Assignment 1. Edit the mailing list reply from "(if you're still" to "be more user-friendly...)" by putting "OpenSSH" in place of "PuTTy", and write out that stretch.
Assignment 2. Pick up the mailing list reply about moving from Linux to Windows at its last sentence and carry it on.

Provided text.
****************

Transitioning from Linux to Windows

Thomas Jollans tjol at tjol.eu
Sun Jun 4 19:44:30 EDT 2017


On 05/06/17 00:35, chitturk at uah.edu wrote:
> It is not difficult (for me) - I developed the scripts to analyze files created by two different linux boxes (why two boxes is a longer story) (these are linux machines connected to gene sequencers) - the users are likely going to be fairly naive when it comes to running/using programs - and while the files can be transferred to the windows machine and then analyzed/examined, was trying to see if the windows machines can be used as simply a front end (no file transfers/etc) - but yes, it is indeed a solution that can be implemented - get the files over, run the script on windows machines (even as it makes me nervous to run scripts on windows systems - with or without anaconda - I am so used to being in the Linux environment that dealing with windows makes me nervous :(

I see. Well, if you're going to be building a user-friendly user
interface anyway, it shouldn't make much of a difference (development
work load wise) whether you use web technologies (as discussed here),
Tkinter, PyQt, or something else, unless you're already familiar with
one of them.

(if you're still toying with the idea of hacking together something with
PuTTy and the users SSHing in from Windows, then a command line script
on the user's PC might actually be more user-friendly...)

****************

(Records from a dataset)
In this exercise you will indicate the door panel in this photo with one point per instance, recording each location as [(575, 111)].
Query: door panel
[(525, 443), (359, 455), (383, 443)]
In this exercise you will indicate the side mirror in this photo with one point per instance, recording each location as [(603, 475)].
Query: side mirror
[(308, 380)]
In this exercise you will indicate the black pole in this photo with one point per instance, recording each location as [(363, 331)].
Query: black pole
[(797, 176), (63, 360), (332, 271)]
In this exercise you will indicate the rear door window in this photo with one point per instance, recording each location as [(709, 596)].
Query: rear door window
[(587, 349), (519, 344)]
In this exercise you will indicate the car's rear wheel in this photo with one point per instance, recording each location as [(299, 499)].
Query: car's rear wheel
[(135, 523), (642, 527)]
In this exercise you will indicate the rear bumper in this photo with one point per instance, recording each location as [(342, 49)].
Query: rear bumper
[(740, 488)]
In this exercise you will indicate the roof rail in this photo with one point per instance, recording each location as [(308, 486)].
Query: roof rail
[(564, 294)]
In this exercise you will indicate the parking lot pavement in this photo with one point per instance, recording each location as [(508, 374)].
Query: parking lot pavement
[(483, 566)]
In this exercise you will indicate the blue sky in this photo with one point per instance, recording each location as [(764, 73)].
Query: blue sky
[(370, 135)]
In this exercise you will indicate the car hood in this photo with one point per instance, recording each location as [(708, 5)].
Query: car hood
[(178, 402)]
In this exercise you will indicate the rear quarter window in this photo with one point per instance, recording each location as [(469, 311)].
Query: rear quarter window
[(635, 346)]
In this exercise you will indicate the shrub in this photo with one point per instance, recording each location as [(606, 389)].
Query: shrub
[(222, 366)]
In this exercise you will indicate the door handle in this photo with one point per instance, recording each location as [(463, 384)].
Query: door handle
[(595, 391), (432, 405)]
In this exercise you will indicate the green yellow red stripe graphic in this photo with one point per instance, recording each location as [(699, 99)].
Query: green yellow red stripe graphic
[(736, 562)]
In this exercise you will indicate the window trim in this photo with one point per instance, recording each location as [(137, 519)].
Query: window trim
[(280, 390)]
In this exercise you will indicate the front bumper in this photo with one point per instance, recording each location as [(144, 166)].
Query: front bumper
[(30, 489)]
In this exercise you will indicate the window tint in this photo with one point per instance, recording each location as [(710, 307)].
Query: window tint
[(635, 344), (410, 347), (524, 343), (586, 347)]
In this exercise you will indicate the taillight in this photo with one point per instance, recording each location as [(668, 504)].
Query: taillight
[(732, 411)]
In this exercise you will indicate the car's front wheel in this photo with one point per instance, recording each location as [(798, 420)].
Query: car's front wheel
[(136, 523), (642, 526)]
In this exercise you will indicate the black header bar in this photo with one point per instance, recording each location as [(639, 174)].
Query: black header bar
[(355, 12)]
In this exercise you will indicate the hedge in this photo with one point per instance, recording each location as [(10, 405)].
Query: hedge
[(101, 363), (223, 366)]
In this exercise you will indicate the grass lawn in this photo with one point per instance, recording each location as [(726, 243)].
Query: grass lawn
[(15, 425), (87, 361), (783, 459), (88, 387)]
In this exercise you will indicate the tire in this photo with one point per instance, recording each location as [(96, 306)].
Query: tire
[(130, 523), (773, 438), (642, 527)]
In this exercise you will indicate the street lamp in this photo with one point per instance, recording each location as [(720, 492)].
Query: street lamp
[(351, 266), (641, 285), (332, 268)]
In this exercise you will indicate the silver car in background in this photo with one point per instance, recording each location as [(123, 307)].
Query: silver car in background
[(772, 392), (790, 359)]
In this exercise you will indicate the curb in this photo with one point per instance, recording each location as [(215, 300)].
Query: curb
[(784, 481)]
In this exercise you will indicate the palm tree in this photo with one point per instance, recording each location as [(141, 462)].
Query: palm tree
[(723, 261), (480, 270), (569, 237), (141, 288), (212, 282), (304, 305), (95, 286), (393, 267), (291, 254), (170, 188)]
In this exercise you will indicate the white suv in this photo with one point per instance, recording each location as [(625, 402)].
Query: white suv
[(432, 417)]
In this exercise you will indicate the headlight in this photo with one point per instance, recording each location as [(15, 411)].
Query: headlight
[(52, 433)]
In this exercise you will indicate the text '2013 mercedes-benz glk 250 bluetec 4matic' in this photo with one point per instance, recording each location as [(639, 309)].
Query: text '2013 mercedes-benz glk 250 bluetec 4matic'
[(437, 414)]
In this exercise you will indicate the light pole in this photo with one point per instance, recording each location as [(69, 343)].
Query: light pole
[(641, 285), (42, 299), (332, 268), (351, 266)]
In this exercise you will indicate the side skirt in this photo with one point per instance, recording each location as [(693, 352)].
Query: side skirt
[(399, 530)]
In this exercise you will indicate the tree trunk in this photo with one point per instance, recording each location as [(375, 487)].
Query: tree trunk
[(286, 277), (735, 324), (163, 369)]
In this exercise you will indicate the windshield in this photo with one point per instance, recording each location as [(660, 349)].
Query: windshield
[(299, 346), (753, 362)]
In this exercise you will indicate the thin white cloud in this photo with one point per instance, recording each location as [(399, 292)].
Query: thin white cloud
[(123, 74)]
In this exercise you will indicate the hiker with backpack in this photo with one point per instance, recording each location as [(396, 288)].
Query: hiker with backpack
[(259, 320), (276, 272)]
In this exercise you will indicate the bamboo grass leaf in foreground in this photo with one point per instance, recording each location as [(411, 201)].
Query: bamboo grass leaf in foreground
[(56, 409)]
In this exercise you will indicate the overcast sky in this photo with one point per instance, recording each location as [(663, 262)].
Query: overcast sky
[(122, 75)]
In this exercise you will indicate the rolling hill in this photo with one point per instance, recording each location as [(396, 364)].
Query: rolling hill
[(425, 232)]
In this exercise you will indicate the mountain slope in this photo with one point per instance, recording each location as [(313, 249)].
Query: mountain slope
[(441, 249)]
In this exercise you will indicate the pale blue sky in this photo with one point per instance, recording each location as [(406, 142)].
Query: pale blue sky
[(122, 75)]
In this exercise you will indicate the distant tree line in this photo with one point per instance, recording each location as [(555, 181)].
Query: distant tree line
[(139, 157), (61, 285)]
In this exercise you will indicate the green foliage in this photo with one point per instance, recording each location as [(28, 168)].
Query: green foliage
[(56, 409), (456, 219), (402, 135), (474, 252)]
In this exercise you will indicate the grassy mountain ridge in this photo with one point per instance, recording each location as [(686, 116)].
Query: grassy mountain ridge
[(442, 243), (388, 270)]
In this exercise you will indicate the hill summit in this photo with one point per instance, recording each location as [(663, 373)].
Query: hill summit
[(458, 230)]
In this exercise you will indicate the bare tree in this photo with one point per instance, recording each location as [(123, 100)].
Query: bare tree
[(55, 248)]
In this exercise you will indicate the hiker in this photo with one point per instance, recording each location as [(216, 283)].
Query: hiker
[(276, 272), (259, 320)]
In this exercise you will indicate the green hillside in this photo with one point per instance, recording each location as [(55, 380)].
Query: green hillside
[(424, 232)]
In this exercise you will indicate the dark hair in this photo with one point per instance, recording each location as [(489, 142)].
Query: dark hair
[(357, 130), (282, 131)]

****************

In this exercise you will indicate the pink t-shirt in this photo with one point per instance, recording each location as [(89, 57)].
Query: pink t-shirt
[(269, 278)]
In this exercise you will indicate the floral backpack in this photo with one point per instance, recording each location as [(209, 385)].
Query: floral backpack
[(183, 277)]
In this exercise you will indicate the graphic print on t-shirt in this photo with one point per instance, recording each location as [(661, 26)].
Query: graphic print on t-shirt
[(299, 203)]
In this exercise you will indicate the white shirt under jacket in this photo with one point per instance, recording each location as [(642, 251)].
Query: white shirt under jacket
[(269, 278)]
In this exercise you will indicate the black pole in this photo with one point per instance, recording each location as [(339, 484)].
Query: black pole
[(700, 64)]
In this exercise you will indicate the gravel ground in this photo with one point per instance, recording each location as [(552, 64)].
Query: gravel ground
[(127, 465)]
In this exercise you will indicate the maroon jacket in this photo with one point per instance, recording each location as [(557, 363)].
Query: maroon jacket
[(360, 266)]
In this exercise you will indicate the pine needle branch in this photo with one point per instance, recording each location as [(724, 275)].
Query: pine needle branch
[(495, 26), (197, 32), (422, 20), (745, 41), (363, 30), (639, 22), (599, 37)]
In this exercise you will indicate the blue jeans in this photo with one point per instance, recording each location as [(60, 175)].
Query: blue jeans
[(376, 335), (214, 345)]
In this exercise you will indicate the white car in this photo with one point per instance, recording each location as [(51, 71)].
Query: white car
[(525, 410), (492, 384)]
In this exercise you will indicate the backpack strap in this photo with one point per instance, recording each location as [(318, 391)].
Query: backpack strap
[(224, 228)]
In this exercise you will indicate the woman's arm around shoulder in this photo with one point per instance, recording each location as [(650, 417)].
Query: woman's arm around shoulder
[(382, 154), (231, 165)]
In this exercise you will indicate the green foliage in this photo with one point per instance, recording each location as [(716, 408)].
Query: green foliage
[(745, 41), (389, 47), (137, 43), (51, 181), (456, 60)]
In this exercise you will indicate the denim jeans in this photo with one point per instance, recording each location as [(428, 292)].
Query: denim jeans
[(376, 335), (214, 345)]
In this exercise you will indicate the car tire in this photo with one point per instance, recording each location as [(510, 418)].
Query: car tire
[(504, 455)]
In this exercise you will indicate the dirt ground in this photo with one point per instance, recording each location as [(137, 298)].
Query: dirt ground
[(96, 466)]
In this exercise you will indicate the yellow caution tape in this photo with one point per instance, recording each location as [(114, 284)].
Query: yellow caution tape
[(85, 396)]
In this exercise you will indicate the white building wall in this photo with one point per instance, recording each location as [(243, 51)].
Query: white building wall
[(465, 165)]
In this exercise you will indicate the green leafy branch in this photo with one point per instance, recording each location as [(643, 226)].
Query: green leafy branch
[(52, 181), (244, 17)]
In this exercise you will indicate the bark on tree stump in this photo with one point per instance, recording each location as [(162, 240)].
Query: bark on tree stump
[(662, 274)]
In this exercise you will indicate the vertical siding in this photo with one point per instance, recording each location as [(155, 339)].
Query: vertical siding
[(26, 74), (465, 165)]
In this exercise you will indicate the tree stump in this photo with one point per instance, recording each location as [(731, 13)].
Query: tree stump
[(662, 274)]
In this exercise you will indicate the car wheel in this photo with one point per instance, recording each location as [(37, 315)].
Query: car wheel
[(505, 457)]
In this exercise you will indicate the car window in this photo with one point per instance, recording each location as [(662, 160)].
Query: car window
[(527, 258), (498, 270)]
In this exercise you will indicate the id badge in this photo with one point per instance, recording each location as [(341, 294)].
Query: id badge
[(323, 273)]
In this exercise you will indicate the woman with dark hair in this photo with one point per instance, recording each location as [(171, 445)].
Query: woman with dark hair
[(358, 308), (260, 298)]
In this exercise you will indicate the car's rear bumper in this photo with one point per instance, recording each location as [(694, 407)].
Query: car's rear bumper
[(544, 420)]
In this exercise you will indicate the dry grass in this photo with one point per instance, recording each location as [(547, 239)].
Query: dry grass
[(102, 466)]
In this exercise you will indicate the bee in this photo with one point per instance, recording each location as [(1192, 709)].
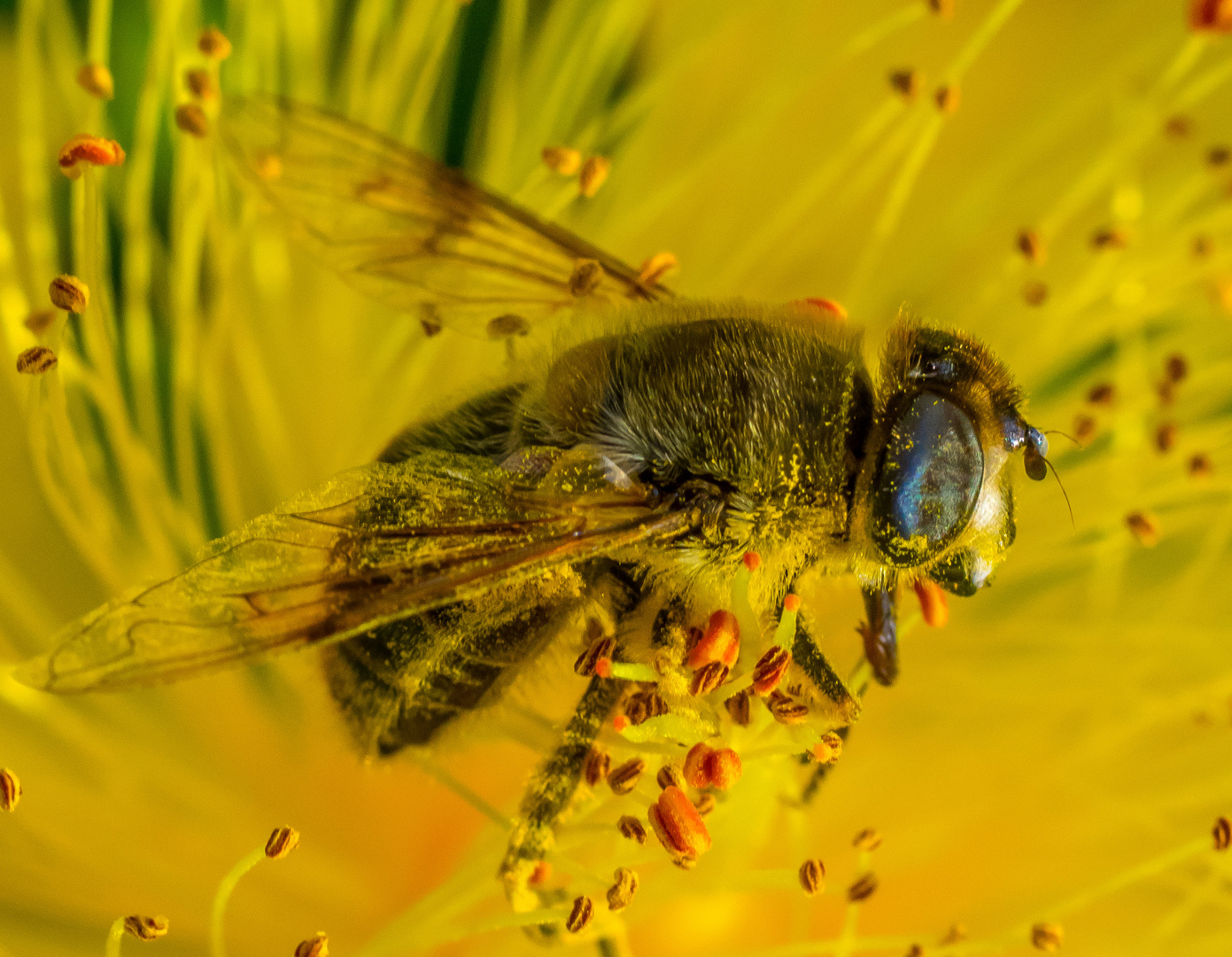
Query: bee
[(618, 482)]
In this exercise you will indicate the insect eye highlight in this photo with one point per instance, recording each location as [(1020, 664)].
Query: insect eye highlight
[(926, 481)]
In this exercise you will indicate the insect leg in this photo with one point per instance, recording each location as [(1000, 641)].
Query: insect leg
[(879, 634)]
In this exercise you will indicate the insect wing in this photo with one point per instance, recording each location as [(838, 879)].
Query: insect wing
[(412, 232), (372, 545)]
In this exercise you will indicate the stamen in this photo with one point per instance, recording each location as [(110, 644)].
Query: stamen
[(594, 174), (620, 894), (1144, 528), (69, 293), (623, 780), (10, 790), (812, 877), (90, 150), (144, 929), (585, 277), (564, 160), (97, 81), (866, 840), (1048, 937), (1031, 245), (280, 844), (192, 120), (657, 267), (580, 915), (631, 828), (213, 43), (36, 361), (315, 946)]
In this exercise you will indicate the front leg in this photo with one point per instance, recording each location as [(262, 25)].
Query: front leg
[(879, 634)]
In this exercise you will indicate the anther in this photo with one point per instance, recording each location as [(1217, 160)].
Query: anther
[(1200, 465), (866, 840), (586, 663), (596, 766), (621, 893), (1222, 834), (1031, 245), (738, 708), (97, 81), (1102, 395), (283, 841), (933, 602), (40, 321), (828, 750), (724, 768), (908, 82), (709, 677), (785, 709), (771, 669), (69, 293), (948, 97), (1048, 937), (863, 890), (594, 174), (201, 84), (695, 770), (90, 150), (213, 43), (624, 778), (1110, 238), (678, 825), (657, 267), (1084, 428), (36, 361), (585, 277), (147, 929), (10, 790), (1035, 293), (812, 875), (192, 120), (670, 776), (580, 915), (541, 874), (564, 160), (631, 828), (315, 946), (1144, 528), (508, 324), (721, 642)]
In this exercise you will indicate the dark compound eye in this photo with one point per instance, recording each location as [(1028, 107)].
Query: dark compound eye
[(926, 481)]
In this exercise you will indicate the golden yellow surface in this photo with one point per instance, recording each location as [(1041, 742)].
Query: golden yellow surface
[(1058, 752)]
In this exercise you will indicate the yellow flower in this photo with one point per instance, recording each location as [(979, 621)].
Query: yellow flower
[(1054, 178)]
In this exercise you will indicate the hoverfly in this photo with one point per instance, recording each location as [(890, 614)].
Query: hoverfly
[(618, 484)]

****************

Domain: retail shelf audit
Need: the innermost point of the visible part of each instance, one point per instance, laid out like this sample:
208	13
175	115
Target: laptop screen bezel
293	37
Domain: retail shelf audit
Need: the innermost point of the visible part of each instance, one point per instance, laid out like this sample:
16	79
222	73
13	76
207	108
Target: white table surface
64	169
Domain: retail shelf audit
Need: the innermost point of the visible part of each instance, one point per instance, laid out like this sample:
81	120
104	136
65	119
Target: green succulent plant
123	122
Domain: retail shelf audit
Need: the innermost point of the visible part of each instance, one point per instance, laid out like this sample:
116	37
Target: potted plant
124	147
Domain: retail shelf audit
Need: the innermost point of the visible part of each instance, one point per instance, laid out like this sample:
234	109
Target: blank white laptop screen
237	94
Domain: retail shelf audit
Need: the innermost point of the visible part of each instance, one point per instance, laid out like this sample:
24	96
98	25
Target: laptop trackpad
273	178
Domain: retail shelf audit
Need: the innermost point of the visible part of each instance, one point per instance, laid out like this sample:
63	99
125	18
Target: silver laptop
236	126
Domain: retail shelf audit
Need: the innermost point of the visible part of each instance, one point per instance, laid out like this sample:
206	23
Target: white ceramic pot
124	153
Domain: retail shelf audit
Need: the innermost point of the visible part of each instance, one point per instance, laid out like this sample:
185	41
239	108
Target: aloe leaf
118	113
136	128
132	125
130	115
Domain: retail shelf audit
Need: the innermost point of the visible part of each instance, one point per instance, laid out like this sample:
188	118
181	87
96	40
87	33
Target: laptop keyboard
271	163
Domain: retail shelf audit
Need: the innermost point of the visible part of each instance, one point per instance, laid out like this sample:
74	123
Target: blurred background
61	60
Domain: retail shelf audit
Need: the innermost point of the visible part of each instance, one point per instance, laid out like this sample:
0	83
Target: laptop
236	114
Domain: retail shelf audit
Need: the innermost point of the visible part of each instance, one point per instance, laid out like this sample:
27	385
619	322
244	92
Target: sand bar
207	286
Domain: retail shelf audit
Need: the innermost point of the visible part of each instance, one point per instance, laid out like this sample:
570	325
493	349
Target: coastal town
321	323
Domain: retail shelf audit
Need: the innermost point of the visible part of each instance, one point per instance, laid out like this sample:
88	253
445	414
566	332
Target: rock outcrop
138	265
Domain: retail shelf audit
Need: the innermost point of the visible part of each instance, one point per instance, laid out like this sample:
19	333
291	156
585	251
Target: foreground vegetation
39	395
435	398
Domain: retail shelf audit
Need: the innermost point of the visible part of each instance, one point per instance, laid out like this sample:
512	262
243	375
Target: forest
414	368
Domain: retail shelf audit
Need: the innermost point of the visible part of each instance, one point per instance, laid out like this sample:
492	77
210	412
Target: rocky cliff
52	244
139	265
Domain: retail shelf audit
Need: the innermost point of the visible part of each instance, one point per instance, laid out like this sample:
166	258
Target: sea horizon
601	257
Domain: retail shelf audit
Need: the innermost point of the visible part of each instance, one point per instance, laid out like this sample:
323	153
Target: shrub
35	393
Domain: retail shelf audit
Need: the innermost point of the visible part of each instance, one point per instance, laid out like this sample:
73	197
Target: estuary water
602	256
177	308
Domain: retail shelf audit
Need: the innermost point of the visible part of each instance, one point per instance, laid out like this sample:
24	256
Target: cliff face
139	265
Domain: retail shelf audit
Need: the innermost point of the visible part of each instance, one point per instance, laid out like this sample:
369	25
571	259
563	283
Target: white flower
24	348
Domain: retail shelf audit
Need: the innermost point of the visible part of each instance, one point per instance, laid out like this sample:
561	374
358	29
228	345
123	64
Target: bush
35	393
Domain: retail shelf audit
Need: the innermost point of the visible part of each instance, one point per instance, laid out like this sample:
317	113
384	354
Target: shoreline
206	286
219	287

****************

Task output 1.
(if you're still toying with the idea of hacking together something with
OpenSSH and the users SSHing in from Windows, then a command line script
on the user's PC might actually be more user-friendly...)

Task output 2.
> 
> On Sunday, June 4, 2017 at 5:05:49 PM UTC-5, Thomas Jollans wrote:
>> On 04/06/17 22:56, I wrote:
>>> I was looking for the "simplest" possible solution to take a script that runs on a Linux box and figure out a way to have it run from a windows client 
>>
>> Care to comment on why getting the script to run on Windows directly is
>> so difficult? I'm sure you can build something that does the job with
>> Django/Flask/whatever, but it doesn't sound like it's necessarily the
>> simplest solution.
>>
>>
>>>> On Mon, Jun 5, 2017 at 2:41 AM, Michael Torrie wrote:
>>>>> I'm confused why you would need to ssh anywhere.  Command-line programs
>>>>> in Python should work perfectly fine in Windows and work about the same
>>>>> as on Linux, if you wrote them in a portable way.  I don't understand
>>>>> the need to complicate things with ssh, django, x2go, or any of the
>>>>> other suggestions here.  I also don't understand why you'd need the
>>>>> Anaconda distro.  Why won't standard Python from python.org work?